*Recorded information:*
════════════════════

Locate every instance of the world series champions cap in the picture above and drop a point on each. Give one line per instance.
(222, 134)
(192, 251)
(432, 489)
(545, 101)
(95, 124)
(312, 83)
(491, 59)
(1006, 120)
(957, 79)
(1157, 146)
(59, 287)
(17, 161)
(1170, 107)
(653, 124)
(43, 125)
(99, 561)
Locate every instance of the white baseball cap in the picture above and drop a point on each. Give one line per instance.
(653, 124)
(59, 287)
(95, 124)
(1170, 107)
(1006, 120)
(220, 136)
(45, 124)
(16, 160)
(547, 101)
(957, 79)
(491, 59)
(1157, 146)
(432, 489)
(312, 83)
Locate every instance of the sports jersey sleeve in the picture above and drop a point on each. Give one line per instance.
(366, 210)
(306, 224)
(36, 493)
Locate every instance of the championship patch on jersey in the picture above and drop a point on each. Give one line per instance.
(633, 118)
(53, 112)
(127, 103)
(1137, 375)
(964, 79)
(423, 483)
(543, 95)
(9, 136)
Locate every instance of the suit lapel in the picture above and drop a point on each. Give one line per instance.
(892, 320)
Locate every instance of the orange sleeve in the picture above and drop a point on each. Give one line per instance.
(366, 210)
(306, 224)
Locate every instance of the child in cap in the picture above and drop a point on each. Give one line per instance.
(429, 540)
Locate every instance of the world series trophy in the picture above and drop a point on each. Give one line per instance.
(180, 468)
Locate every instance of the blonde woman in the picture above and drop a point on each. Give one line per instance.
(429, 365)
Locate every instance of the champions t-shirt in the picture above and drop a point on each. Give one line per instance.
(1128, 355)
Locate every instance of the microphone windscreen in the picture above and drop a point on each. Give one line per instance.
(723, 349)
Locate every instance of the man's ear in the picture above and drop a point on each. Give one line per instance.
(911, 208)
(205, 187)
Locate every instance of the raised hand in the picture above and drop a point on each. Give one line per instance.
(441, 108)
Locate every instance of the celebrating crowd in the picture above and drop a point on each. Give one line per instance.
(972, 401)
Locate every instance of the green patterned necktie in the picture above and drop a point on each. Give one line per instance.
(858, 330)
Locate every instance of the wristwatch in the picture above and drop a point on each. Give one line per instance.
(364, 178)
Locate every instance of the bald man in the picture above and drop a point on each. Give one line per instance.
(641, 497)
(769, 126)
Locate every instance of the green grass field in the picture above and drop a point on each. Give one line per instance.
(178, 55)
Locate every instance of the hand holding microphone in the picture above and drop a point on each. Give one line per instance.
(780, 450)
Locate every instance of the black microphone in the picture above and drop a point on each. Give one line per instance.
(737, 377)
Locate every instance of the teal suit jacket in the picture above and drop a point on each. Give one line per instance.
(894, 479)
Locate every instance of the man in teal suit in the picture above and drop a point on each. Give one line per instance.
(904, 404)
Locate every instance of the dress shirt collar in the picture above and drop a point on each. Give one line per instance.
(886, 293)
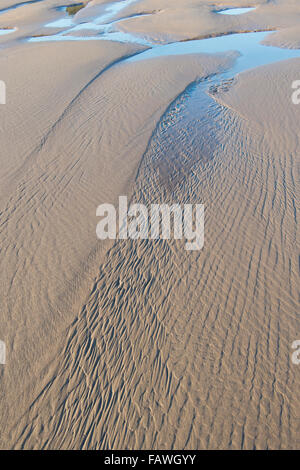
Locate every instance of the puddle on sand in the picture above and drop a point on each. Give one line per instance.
(109, 13)
(7, 31)
(252, 53)
(235, 11)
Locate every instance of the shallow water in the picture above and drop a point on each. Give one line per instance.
(252, 53)
(235, 11)
(7, 31)
(18, 5)
(109, 13)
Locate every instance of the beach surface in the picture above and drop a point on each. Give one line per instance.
(140, 344)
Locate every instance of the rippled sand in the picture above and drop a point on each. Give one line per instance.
(141, 344)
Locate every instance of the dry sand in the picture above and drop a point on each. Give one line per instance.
(141, 344)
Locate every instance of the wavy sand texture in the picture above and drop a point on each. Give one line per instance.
(142, 344)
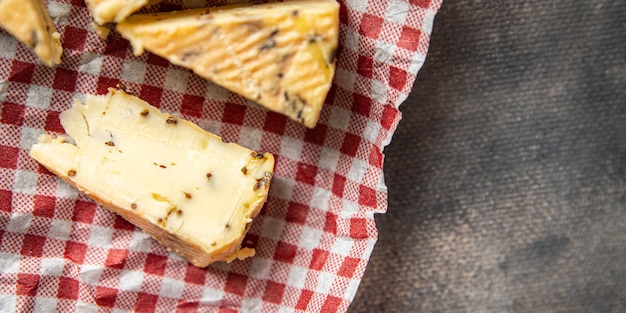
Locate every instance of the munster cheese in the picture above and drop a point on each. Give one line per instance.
(29, 22)
(280, 55)
(192, 192)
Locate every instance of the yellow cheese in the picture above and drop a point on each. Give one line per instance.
(114, 11)
(280, 55)
(30, 22)
(192, 192)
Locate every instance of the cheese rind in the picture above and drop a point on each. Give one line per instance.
(280, 55)
(192, 192)
(30, 23)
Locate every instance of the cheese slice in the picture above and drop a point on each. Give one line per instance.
(114, 11)
(192, 192)
(280, 55)
(29, 22)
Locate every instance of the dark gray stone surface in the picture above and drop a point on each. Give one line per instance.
(507, 174)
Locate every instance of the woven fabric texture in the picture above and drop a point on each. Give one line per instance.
(507, 172)
(61, 252)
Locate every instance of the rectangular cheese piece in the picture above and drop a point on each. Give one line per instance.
(30, 23)
(192, 192)
(114, 11)
(280, 55)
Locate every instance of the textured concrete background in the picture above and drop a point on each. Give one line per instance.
(506, 176)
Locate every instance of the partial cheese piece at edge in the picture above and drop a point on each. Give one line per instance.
(280, 55)
(30, 23)
(114, 11)
(192, 192)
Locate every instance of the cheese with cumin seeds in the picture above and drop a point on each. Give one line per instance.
(29, 22)
(280, 55)
(192, 192)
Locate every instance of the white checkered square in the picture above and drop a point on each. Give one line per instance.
(339, 118)
(58, 12)
(291, 147)
(379, 91)
(250, 137)
(52, 267)
(320, 198)
(25, 182)
(7, 302)
(330, 159)
(140, 242)
(210, 295)
(297, 276)
(342, 246)
(324, 282)
(9, 46)
(100, 236)
(29, 137)
(216, 92)
(348, 209)
(357, 170)
(39, 97)
(345, 79)
(171, 288)
(351, 40)
(19, 223)
(397, 11)
(427, 25)
(60, 229)
(131, 280)
(64, 190)
(371, 131)
(260, 267)
(384, 52)
(416, 62)
(251, 304)
(133, 71)
(176, 79)
(9, 263)
(86, 307)
(272, 228)
(358, 5)
(90, 274)
(44, 304)
(310, 238)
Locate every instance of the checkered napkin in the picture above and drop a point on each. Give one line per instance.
(61, 252)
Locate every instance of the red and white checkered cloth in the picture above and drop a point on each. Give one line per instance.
(61, 252)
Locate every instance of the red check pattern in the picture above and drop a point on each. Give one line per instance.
(61, 252)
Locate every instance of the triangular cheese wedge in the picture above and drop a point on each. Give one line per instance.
(192, 192)
(114, 11)
(30, 22)
(280, 55)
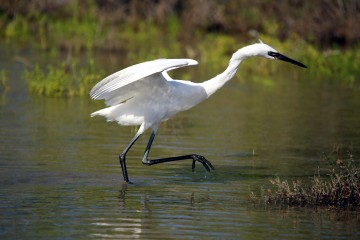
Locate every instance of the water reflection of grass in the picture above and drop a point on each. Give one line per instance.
(339, 187)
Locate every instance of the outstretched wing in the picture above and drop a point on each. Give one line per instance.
(120, 86)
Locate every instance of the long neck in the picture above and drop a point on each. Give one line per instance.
(212, 85)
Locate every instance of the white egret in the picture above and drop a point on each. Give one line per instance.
(144, 94)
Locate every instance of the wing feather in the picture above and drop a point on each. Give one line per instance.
(108, 87)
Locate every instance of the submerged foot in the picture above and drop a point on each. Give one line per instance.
(206, 163)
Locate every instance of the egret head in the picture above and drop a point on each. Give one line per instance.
(263, 50)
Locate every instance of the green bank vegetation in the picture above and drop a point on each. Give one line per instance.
(337, 186)
(208, 31)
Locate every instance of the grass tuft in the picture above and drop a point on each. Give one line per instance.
(339, 187)
(62, 80)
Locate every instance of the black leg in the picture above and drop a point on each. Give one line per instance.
(122, 158)
(196, 158)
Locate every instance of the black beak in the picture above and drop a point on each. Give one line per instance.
(281, 57)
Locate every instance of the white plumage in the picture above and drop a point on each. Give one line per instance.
(144, 94)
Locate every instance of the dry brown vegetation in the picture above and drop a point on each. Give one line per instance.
(321, 22)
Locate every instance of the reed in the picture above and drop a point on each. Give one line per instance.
(339, 186)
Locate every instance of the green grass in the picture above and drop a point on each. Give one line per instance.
(64, 79)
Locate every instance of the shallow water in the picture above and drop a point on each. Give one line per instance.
(60, 176)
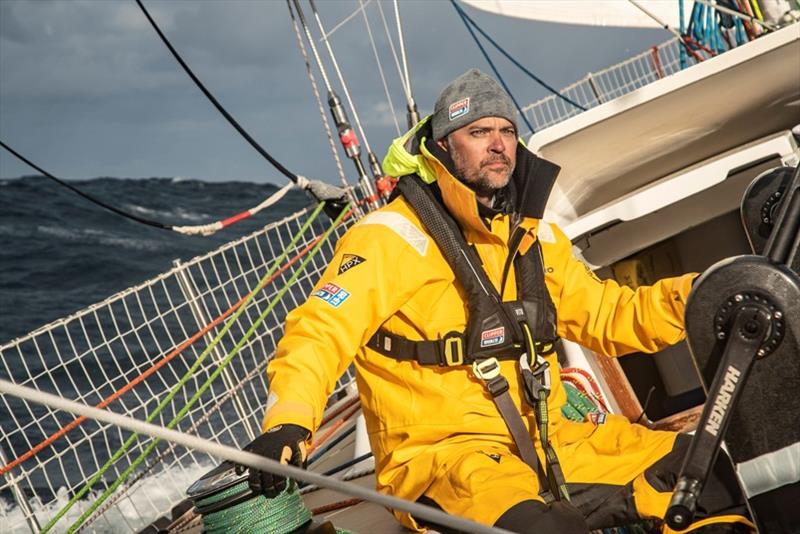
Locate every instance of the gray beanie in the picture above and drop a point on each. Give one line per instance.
(470, 97)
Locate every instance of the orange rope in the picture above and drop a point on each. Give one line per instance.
(155, 367)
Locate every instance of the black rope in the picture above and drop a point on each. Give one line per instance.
(494, 69)
(286, 172)
(87, 196)
(514, 61)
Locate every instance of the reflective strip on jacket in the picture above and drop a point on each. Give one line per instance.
(395, 277)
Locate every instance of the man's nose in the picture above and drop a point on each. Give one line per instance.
(497, 143)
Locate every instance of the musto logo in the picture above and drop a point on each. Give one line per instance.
(723, 400)
(492, 337)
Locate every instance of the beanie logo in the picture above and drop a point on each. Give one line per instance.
(459, 108)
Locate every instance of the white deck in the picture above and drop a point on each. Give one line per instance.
(724, 102)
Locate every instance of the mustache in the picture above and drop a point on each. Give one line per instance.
(495, 159)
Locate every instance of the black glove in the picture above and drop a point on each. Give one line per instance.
(285, 444)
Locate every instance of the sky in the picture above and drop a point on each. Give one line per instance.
(87, 89)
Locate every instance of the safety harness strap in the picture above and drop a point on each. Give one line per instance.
(488, 370)
(447, 352)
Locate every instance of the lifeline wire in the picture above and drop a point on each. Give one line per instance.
(185, 378)
(213, 376)
(275, 163)
(253, 461)
(515, 62)
(465, 20)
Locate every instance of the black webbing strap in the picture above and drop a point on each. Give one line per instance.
(488, 370)
(446, 352)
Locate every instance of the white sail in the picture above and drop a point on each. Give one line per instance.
(621, 13)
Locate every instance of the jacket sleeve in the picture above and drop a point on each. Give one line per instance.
(363, 285)
(602, 315)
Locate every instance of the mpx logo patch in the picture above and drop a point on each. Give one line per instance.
(332, 294)
(349, 261)
(459, 108)
(495, 336)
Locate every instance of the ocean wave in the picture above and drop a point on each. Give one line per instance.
(99, 237)
(177, 213)
(153, 497)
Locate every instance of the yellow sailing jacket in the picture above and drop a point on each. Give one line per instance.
(388, 273)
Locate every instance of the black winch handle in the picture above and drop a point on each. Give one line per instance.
(751, 326)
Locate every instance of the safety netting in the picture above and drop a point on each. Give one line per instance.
(147, 352)
(599, 87)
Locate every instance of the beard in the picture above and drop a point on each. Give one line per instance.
(483, 180)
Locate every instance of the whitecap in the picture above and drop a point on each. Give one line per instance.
(152, 497)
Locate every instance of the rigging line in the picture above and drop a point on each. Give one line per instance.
(339, 76)
(394, 52)
(380, 66)
(315, 90)
(313, 46)
(87, 196)
(735, 13)
(200, 229)
(180, 385)
(491, 64)
(515, 62)
(402, 48)
(683, 39)
(345, 20)
(412, 115)
(247, 459)
(275, 163)
(165, 359)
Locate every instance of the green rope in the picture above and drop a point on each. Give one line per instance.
(578, 405)
(228, 324)
(146, 452)
(285, 513)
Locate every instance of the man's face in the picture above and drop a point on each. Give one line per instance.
(484, 153)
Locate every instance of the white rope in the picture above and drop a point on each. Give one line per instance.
(380, 67)
(402, 49)
(340, 77)
(248, 459)
(394, 53)
(345, 20)
(209, 229)
(317, 96)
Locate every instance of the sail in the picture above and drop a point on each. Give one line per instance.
(620, 13)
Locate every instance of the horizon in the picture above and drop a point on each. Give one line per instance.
(87, 88)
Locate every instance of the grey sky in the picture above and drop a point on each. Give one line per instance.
(87, 89)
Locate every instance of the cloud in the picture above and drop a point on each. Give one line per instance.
(87, 88)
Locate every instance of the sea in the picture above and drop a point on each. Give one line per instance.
(60, 253)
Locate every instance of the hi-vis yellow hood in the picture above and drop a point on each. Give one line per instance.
(387, 272)
(529, 186)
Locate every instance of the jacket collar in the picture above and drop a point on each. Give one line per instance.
(526, 194)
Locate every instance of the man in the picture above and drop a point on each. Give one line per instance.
(450, 300)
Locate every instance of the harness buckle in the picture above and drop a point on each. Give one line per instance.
(453, 350)
(486, 369)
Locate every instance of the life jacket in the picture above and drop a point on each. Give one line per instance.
(523, 329)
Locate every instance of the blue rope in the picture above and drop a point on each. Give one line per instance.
(496, 73)
(514, 61)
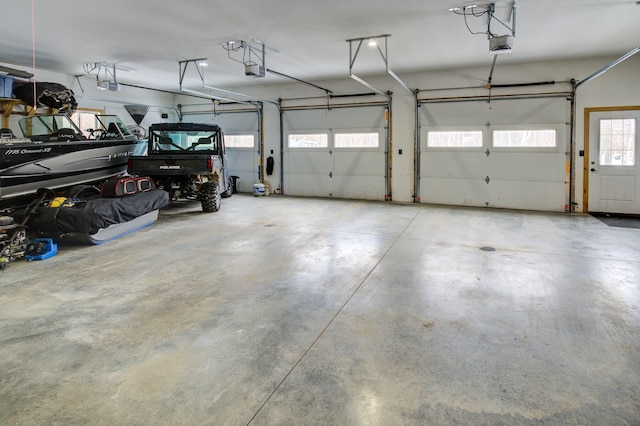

════════════════════

Pull out every line of the records above that contains the word "piece", and copy each of those lines in full.

Locate every instance of the rectangular cheese piece in the picture above and drop a point on each. Give one line per instance.
Locate every instance of the partial cheese piece at edge in the picture above and drop a point on each. Give one line per instance.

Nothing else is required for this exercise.